» Supplied text:
In 2010, a review of constellation found that it was unaffordable, and it was cancelled by the Obama administration.
That's not really allowed, and congress quickly revived it in a different form.
The net effect was to cancel the Ares I launcher and move Orion onto the Ares V launcher, now renamed "Space Launch System".
In addition the three Orion variants were merged into one Orion to rule them all.
There was also a rebranding, from the Orion crew exploration vehicle to the Orion Multi-purpose crew vehicle.
Which is a good name if you consider the purposes to be:
Going to the moon
Coming back from the moon
Everybody knows there is no chance NASA will use this launcher to send a capsule to ISS, and there's no Mars plan, so it's all about the moon.
The same act that gave us SLS and continued Orion gave us the commercial crew program that would see both Crew Dragon and Starliner capsules dock with the ISS.
Time passes.
In 2012, the European space agency agreed to construct the service module for Orion, thereby sharing the costs with NASA. This slightly reduced the amount of delta-v available.

» Actions to take:
1) Please translate this sentence from the Orion passage into Spanish: "The net effect was to cancel the Ares I launcher and move Orion onto the Ares V launcher, now renamed "Space Launch System"."
2) Extract each line from the rows that contains the string "fence".
The Orion passage and the rows are unrelated material.

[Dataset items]
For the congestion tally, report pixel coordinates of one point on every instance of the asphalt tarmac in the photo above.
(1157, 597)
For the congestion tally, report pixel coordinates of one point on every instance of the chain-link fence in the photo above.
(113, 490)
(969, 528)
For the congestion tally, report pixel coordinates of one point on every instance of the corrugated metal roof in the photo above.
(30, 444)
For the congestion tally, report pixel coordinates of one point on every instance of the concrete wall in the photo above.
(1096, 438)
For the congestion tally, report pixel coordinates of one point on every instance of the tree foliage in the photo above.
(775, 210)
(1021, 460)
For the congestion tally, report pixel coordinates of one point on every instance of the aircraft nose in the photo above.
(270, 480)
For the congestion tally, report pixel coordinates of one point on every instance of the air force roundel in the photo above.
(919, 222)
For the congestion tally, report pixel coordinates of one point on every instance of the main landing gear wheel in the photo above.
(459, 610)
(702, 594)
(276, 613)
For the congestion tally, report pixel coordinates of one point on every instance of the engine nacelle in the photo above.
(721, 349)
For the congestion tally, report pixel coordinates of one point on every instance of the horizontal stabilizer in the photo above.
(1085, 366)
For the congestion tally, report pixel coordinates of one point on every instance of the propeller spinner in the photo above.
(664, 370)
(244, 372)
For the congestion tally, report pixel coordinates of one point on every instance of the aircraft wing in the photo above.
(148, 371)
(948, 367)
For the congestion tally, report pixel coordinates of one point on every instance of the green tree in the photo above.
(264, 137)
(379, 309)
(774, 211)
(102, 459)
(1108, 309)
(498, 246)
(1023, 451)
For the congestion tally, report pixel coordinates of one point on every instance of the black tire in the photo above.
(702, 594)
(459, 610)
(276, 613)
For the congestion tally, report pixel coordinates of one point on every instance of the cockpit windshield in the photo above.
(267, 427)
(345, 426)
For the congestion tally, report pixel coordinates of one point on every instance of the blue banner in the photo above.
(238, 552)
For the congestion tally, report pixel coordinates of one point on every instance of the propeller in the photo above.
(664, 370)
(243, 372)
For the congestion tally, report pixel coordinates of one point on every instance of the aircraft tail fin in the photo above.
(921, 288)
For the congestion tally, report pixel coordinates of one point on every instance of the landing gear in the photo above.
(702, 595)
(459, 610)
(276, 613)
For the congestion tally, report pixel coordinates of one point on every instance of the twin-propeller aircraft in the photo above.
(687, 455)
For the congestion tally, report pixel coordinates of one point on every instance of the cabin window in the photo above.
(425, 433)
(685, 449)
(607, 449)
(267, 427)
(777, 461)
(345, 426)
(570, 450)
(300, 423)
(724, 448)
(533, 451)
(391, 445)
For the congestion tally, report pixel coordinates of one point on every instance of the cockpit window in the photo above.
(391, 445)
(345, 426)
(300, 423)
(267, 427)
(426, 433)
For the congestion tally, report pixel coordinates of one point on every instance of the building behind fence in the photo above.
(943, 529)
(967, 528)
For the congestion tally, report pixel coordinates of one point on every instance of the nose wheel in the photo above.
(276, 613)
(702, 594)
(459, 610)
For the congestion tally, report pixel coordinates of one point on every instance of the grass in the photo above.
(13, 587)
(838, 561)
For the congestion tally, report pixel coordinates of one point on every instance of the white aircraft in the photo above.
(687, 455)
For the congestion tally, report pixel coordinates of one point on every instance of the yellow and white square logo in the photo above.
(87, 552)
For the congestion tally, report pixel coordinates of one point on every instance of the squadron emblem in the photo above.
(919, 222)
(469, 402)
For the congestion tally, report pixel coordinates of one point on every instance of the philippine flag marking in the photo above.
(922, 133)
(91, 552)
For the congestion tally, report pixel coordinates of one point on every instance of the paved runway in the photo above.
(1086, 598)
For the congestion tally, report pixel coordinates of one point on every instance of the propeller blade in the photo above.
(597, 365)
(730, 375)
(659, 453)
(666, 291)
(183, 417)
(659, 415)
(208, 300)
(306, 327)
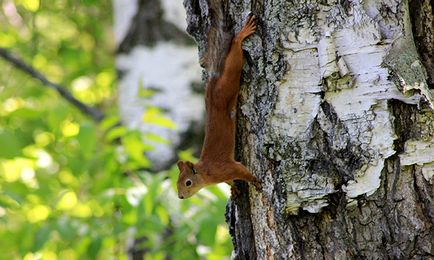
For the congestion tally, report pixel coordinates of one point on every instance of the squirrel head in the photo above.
(189, 180)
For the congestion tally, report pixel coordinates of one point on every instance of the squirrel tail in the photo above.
(219, 38)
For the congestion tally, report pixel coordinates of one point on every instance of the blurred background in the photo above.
(76, 184)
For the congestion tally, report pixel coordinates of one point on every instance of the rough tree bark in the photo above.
(336, 119)
(157, 66)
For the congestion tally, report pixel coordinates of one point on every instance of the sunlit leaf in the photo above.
(155, 116)
(10, 146)
(31, 5)
(67, 201)
(87, 138)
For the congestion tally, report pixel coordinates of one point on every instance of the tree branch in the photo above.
(94, 113)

» Task responses:
1) El efecto neto fue cancelar el lanzador Ares I y trasladar Orion al lanzador Ares V, ahora rebautizado como «Space Launch System».

2)
For the congestion tally, report pixel coordinates of one point on every instance of the chain-link fence in the photo above.
For the congestion tally, report pixel coordinates of one point on every instance of the building behind fence in the photo above.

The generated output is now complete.